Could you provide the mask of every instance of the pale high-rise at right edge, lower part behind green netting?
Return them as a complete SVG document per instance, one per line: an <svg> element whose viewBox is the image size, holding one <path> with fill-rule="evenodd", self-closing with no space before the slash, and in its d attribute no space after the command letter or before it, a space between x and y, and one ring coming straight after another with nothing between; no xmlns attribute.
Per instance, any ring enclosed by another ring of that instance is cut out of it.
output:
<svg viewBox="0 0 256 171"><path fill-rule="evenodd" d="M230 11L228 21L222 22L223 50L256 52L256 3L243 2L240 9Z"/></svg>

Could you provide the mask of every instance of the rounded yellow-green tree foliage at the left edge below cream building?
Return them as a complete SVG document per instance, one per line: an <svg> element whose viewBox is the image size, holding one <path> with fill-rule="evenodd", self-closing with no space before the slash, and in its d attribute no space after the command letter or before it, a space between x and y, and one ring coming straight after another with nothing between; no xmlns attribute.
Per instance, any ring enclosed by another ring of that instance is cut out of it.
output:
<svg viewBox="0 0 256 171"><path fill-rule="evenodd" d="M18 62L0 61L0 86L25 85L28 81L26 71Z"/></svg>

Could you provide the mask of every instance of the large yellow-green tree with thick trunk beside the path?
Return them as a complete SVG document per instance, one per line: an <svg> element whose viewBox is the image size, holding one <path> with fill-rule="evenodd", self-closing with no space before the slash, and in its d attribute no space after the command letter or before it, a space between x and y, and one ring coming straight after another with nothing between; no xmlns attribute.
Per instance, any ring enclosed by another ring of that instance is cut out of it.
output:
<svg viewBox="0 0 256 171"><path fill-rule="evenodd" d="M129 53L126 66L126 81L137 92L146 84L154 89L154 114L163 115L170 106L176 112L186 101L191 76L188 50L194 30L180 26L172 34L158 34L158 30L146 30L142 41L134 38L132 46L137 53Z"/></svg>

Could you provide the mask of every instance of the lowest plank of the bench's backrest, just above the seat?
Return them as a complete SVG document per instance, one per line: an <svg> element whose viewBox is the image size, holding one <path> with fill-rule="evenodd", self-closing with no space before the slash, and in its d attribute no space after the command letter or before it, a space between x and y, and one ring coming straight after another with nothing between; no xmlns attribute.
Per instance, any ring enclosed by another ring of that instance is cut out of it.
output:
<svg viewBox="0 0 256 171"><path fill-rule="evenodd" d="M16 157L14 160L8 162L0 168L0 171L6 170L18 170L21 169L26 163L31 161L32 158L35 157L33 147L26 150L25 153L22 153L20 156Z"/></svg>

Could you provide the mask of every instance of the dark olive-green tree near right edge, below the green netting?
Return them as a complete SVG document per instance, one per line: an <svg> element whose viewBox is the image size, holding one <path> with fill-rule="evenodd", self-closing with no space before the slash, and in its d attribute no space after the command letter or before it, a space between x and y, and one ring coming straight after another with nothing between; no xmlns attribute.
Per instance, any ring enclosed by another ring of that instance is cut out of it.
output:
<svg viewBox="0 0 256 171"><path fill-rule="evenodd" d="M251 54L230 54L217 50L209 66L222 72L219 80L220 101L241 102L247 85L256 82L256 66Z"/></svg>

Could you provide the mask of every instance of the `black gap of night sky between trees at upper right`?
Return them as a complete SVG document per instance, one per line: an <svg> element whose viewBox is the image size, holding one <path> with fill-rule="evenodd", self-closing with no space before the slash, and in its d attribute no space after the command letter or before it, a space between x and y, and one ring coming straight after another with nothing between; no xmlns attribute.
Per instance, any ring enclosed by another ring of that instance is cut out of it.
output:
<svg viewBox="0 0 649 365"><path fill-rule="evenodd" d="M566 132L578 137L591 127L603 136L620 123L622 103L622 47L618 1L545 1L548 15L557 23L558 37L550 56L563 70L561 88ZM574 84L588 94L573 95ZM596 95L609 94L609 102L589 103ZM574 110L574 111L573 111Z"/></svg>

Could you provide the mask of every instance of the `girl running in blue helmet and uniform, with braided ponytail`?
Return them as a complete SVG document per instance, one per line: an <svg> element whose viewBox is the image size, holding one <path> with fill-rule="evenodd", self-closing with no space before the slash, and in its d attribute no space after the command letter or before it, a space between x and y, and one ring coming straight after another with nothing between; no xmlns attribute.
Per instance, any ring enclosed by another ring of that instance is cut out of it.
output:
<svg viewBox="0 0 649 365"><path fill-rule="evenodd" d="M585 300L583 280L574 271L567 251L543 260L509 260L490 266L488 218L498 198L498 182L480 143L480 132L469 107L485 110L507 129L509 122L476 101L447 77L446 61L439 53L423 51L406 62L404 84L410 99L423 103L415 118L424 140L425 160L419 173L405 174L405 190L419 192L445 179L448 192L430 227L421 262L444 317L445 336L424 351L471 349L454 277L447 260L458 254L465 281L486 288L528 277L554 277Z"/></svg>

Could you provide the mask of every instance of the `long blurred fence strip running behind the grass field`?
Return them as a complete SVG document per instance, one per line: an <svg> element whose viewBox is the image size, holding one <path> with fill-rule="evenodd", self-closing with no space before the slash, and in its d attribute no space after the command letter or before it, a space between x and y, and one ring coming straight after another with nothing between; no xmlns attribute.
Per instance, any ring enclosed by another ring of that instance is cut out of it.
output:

* Activity:
Every line above should be reproduced precisely.

* Exercise response:
Could you provide the mask of every instance of the pale high-rise at right edge, lower part behind green netting?
Return them as a complete SVG document per instance, one per line: an <svg> element whose viewBox is the image size, holding one <path> with fill-rule="evenodd", self-closing with no space before the slash, and in its d attribute no space after the command letter or before it, a space between x and y, and one ring coming straight after another with nothing between; no xmlns attribute.
Per instance, any ring enclosed by another ring of that instance is cut out of it.
output:
<svg viewBox="0 0 256 171"><path fill-rule="evenodd" d="M230 11L228 21L222 22L223 50L256 52L256 3L243 2L240 9Z"/></svg>

Could you provide the mask of every instance of the rounded yellow-green tree foliage at the left edge below cream building?
Return them as a complete SVG document per instance, one per line: an <svg> element whose viewBox is the image size, holding one <path> with fill-rule="evenodd", self-closing with no space before the slash, and in its d attribute no space after the command letter or before it, a space between x and y, and one ring coming straight after another with nothing between; no xmlns attribute.
Per instance, any ring enclosed by another ring of that instance is cut out of it.
output:
<svg viewBox="0 0 256 171"><path fill-rule="evenodd" d="M18 62L0 61L0 86L25 85L28 81L26 71Z"/></svg>

Could you provide the mask of every instance of the large yellow-green tree with thick trunk beside the path?
Return them as a complete SVG document per instance, one per line: an <svg> element whose viewBox is the image size, holding one <path> with fill-rule="evenodd", self-closing with no space before the slash, and in its d attribute no space after the command letter or before it, a space between x and y, and one ring coming straight after another with nothing between; no xmlns attribute.
Per instance, any ring enclosed by another ring of that instance is cut out of it.
output:
<svg viewBox="0 0 256 171"><path fill-rule="evenodd" d="M129 53L126 66L126 81L137 92L146 84L154 89L154 114L163 115L170 106L176 112L186 101L191 76L188 50L194 30L180 26L172 34L158 34L158 30L146 30L142 41L134 38L132 46L137 53Z"/></svg>

Could you provide the mask of every instance of the lowest plank of the bench's backrest, just above the seat?
Return them as a complete SVG document per instance, one per line: an <svg> element whose viewBox is the image size, holding one <path> with fill-rule="evenodd", self-closing with no space before the slash, and in its d attribute no space after the command letter or before it, a space between x and y, and one ring coming straight after another with nothing between; no xmlns attribute.
Per instance, any ring enclosed by another ring of that instance is cut out of it.
output:
<svg viewBox="0 0 256 171"><path fill-rule="evenodd" d="M16 157L14 160L8 162L0 168L0 171L6 170L18 170L21 169L26 163L31 161L32 158L35 157L33 147L26 150L25 153L22 153L20 156Z"/></svg>

Could you provide the mask of every instance of the dark olive-green tree near right edge, below the green netting?
Return them as a complete SVG document per instance, one per line: an <svg> element whose viewBox is the image size, holding one <path> with fill-rule="evenodd", self-closing with no space before the slash, and in its d attribute no space after the command letter or before it, a space between x and y, and one ring coming straight after another with nothing between; no xmlns attribute.
Per instance, any ring enclosed by another ring of that instance is cut out of it.
output:
<svg viewBox="0 0 256 171"><path fill-rule="evenodd" d="M251 54L230 54L217 50L209 66L222 72L219 80L220 101L241 102L247 85L256 82L256 66Z"/></svg>

Could you provide the mask of every instance of the `black gap of night sky between trees at upper right`?
Return them as a complete SVG document per instance, one per line: an <svg> element whose viewBox is the image size, holding one <path> with fill-rule="evenodd", self-closing with no space before the slash, and in its d attribute no space after the command letter or before it, a space between x and y, and one ring coming straight after another with nothing between; no xmlns attribute.
Per instance, any ring enclosed by another ring of that instance is cut out of it.
output:
<svg viewBox="0 0 649 365"><path fill-rule="evenodd" d="M566 132L578 137L591 127L603 136L620 123L622 103L622 47L618 1L545 1L548 15L557 23L558 37L550 56L563 70L561 88ZM574 84L588 94L573 95ZM596 95L609 94L609 102L589 103ZM574 110L574 111L573 111Z"/></svg>

Could you provide the mask of every instance of the `girl running in blue helmet and uniform, with braided ponytail`?
Return them as a complete SVG document per instance, one per line: an <svg> element whose viewBox is the image size, holding one <path> with fill-rule="evenodd", self-closing with no space before the slash, and in its d attribute no space after the command letter or before it, a space between x and y, and one ring coming straight after another with nothing between; no xmlns attribute.
Per instance, any ring enclosed by another ring of that instance is cut out of it.
output:
<svg viewBox="0 0 649 365"><path fill-rule="evenodd" d="M585 300L583 280L574 271L567 251L543 260L509 260L490 266L488 218L498 198L498 182L480 143L480 132L469 107L485 110L507 129L509 122L476 101L447 77L446 61L439 53L423 51L406 62L404 84L410 99L423 103L415 118L424 140L425 160L419 173L405 174L405 190L419 192L445 179L448 192L430 227L421 262L444 317L445 336L424 351L471 349L454 277L447 260L458 254L465 281L486 288L528 277L554 277Z"/></svg>

Could you provide the mask of every instance of the `long blurred fence strip running behind the grass field`?
Return them as a complete SVG document per instance, one per line: an <svg> element whose viewBox is the image size, holding one <path> with fill-rule="evenodd", self-closing with no space before the slash, and in its d attribute no space after the command letter or before it, a space between x and y, and one ring coming straight after another with nothing between; no xmlns attribute.
Per instance, any ring enclosed by another ring of that instance is cut out of it.
output:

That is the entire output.